Rewrite the entries below, switching every "airplane" to "aircraft" and leaving all other text as it is. Leave the pictures out of your rewritten version.

◇ ◇ ◇

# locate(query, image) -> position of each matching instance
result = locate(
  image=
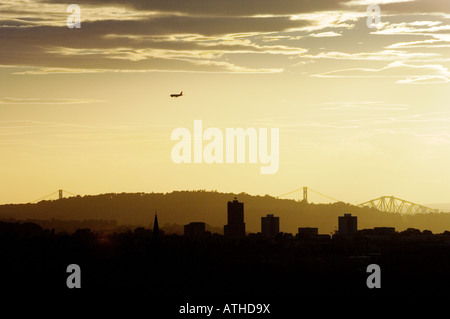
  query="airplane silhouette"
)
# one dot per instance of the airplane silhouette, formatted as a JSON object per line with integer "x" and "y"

◇ ◇ ◇

Response to the task
# locate(query, image) -> position of each matching instance
result = locate(
  image=
  query="aircraft silhouette"
)
# one dot per instance of the aircraft silhouette, formatted as a JSON object per line with integer "x" and "y"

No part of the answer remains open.